[Start INFORMATION GIVEN]

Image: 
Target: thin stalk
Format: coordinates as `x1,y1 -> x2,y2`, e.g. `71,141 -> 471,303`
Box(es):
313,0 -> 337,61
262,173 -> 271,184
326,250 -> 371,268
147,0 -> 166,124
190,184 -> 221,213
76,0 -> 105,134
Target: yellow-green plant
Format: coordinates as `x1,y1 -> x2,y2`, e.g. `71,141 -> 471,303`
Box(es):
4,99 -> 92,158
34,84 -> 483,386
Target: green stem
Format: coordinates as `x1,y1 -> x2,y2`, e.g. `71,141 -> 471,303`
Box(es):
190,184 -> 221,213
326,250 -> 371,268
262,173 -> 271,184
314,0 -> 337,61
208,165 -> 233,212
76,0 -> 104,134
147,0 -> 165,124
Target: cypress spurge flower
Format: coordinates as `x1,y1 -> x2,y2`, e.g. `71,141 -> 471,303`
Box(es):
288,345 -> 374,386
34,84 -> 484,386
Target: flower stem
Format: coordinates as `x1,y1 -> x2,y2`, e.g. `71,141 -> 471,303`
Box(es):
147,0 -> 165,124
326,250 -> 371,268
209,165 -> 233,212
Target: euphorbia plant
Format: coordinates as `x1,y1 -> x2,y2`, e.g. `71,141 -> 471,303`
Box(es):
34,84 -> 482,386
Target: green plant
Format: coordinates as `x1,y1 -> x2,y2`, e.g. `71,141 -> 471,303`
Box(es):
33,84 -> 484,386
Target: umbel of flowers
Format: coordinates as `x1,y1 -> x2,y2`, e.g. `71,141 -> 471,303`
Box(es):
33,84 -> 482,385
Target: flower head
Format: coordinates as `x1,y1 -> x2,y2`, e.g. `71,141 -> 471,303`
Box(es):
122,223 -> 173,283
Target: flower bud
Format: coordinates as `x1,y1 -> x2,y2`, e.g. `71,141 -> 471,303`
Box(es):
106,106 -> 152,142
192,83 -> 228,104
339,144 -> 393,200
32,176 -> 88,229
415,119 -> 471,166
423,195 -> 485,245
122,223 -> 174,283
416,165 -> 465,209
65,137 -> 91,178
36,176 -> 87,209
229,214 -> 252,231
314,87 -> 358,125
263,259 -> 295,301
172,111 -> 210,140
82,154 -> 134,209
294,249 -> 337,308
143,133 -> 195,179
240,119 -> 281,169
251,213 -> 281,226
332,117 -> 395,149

[End INFORMATION GIVEN]

Return every line of the entries above without any change.

**THE COMPLETED TASK**
Image: 
Target: thin stalk
Format: coordinates as `x1,y1 -> x2,y2`, e.g. `71,141 -> 471,303`
Box(es):
313,0 -> 337,61
262,173 -> 271,184
326,250 -> 371,268
147,0 -> 166,124
190,184 -> 221,213
76,0 -> 105,134
Target: yellow-green plant
Format: coordinates as `x1,y1 -> x2,y2`, e.g. `71,141 -> 471,303`
Box(es):
4,99 -> 92,158
34,84 -> 483,386
Target: green stem
Format: coordinates as `x1,y1 -> x2,y2`, e.g. `71,141 -> 471,303`
Box(es):
190,184 -> 221,213
326,250 -> 371,268
262,173 -> 271,184
314,0 -> 337,61
208,165 -> 233,212
76,0 -> 104,134
147,0 -> 165,124
Target: cypress spurge flower
Format: coordinates as `x1,y1 -> x2,y2`, e.g. `71,141 -> 471,303`
Box(es):
288,345 -> 374,386
34,84 -> 484,386
Target: flower stem
Format: coordinates as `x1,y1 -> x2,y2`, e.g. `71,141 -> 471,303`
Box(es):
147,0 -> 165,124
326,250 -> 371,268
209,165 -> 233,212
Target: euphorbia plant
Format: coordinates as `x1,y1 -> x2,y2`, e.g. `71,141 -> 471,303`
Box(es):
34,84 -> 482,386
Target: green plant
Format: coordinates as `x1,y1 -> x2,y2`, e.g. `71,141 -> 471,303`
Box(es):
33,84 -> 484,386
Target: umbel of flowers
Format: coordinates as `x1,y1 -> x2,y2`, e.g. `71,141 -> 471,303`
Box(es):
33,84 -> 482,385
Target: flower head
Format: coordinates as `x1,y1 -> x2,y2`, e.g. `71,141 -> 471,303`
Box(es):
122,223 -> 173,283
Target: flower bud
Format: coordinates as `x1,y1 -> x2,y2`, e.g. `71,141 -> 471,303`
Box(es):
106,106 -> 152,142
192,83 -> 228,104
339,144 -> 393,200
32,176 -> 88,229
415,119 -> 471,166
423,195 -> 485,245
122,223 -> 174,283
416,165 -> 465,209
65,137 -> 91,178
36,176 -> 87,209
229,214 -> 252,231
314,87 -> 358,125
263,259 -> 295,301
172,111 -> 210,140
82,154 -> 134,209
294,249 -> 337,308
143,133 -> 195,179
240,119 -> 281,169
251,213 -> 281,226
332,117 -> 395,149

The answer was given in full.